*What the task requires*.
Gather each line of the material below that contains the string "window"; the match is case-sensitive.

*Dataset extract*.
▬▬▬▬▬▬▬▬▬▬

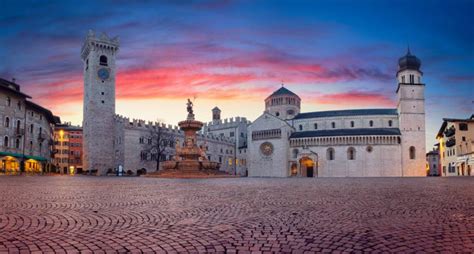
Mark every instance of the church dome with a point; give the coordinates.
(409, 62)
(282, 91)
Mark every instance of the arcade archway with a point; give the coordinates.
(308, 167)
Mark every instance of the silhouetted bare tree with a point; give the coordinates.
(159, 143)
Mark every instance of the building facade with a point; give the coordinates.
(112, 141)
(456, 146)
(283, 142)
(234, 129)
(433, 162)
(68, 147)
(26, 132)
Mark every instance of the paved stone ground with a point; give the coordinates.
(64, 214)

▬▬▬▬▬▬▬▬▬▬

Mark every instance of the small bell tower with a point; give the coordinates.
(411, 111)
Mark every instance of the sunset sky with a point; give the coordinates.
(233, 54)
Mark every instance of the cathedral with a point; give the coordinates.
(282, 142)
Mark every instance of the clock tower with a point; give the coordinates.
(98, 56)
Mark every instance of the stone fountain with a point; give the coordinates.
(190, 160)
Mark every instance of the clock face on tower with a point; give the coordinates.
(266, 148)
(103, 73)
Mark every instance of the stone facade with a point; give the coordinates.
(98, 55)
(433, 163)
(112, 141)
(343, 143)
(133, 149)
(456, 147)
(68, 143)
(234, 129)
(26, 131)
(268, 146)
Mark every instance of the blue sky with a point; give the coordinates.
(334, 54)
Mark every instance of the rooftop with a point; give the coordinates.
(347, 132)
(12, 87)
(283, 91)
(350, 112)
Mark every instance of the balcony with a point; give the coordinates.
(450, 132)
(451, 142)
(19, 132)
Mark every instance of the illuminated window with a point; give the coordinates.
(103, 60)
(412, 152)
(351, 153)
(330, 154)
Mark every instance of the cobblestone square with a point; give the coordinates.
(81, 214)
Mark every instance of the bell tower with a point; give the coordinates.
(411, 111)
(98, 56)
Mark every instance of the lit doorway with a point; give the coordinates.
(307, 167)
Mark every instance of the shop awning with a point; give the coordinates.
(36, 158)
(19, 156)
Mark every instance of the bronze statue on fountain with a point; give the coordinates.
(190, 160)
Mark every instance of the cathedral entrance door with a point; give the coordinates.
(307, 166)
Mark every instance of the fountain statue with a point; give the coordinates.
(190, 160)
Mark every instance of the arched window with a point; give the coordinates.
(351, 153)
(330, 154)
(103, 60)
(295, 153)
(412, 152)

▬▬▬▬▬▬▬▬▬▬

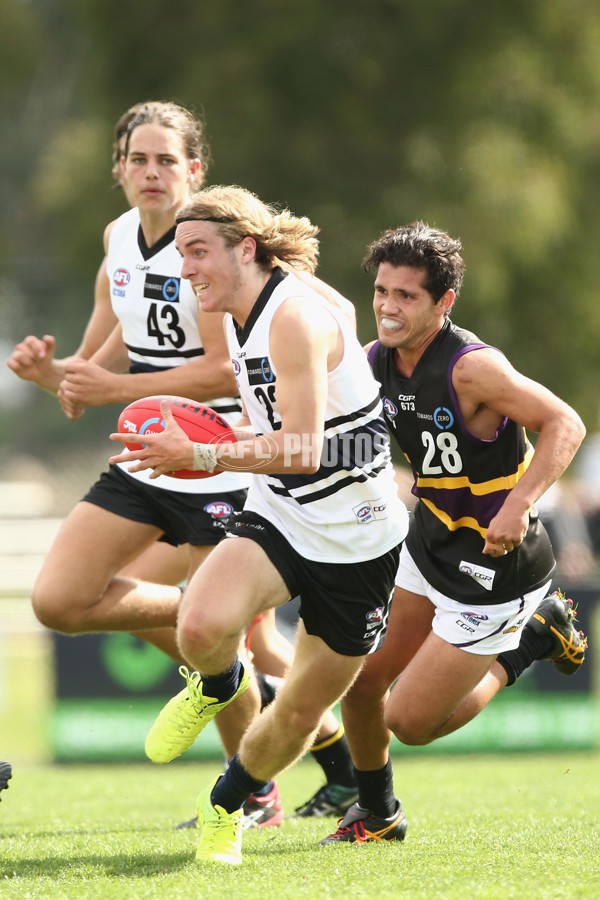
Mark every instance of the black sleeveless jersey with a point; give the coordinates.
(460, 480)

▬▬▬▬▬▬▬▬▬▬

*Exercise solution*.
Mark every instance of the illuminated window with a point; give the coordinates.
Mark every instance of the arched window with a point; give the coordinates.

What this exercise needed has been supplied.